[What this task involves] Copy the passage on Azerbaijan's Victory Day word for word, starting at "The Victory Day" and ending at "a non-working holiday.".

[Page extract]
============================================================

Public holiday in Azerbaijan

The Victory Day (Zəfər Günü) is a public holiday in Azerbaijan that is celebrated on 8 November, in commemoration of Azerbaijan's victory in the Second Nagorno-Karabakh War. Established by the decree of the President of Azerbaijan on 2 December 2020, the holiday is celebrated on the day of the recapture of Shusha. It is a non-working holiday.

== Background ==

On 27 September 2020, clashes broke out in the disputed Nagorno-Karabakh region, which is de facto controlled by the self-proclaimed and unrecognized Republic of Artsakh, but de jure part of Azerbaijan. Azerbaijani forces first advanced into Fuzuli and Jabrayil districts, taking their respective administrative centres. From there, they proceeded towards Hadrut. Azerbaijani troops began to advance more intensively after the fall of Hadrut around 15 October, and Armenians began to retreat, with Azerbaijanis then taking control of Zangilan and Qubadli. Launching an offensive for Lachin, they also penetrated Shusha District through its forests and mountain passes.

============================================================

[Data records]
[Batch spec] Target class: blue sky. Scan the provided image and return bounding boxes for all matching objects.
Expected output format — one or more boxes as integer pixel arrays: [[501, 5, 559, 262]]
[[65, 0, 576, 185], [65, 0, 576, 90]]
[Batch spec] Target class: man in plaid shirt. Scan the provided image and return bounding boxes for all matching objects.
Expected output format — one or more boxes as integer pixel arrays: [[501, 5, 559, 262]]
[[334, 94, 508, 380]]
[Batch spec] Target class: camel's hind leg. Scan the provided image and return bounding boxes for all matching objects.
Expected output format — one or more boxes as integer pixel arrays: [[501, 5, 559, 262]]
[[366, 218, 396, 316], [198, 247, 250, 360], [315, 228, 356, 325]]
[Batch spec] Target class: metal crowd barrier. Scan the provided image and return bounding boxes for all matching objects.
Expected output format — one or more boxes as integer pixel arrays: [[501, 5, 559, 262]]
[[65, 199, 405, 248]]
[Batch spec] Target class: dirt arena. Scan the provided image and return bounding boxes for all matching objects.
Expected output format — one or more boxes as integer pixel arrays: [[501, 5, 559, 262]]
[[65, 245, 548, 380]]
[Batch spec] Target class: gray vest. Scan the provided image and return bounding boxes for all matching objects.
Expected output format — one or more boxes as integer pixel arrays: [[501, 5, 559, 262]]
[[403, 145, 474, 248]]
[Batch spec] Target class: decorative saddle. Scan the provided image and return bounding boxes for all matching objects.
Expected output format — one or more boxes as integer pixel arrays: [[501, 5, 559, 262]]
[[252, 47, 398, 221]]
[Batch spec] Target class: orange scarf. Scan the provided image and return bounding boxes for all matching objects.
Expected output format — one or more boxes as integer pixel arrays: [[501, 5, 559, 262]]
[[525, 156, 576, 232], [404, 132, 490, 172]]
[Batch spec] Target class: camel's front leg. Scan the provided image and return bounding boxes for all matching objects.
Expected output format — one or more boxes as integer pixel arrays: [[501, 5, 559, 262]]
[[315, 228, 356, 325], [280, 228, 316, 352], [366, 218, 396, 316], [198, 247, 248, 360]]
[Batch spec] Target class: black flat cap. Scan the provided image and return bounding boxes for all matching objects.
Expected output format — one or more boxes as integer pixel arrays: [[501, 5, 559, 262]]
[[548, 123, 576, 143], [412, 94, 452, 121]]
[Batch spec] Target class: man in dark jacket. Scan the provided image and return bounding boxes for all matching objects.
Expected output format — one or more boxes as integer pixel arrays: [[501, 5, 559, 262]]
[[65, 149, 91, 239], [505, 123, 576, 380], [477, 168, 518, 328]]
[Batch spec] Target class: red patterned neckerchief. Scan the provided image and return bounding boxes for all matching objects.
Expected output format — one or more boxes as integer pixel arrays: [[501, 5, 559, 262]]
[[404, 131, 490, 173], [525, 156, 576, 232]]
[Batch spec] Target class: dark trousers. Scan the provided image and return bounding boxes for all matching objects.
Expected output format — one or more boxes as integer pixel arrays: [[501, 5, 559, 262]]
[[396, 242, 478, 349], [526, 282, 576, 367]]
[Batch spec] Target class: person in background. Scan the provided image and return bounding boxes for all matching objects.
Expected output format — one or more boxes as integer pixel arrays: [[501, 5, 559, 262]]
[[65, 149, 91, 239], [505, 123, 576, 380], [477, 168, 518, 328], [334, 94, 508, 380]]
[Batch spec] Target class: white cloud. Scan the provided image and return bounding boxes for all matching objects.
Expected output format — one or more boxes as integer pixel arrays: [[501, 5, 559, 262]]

============================================================

[The solution]
The Victory Day (Zəfər Günü) is a public holiday in Azerbaijan that is celebrated on 8 November, in commemoration of Azerbaijan's victory in the Second Nagorno-Karabakh War. Established by the decree of the President of Azerbaijan on 2 December 2020, the holiday is celebrated on the day of the recapture of Shusha. It is a non-working holiday.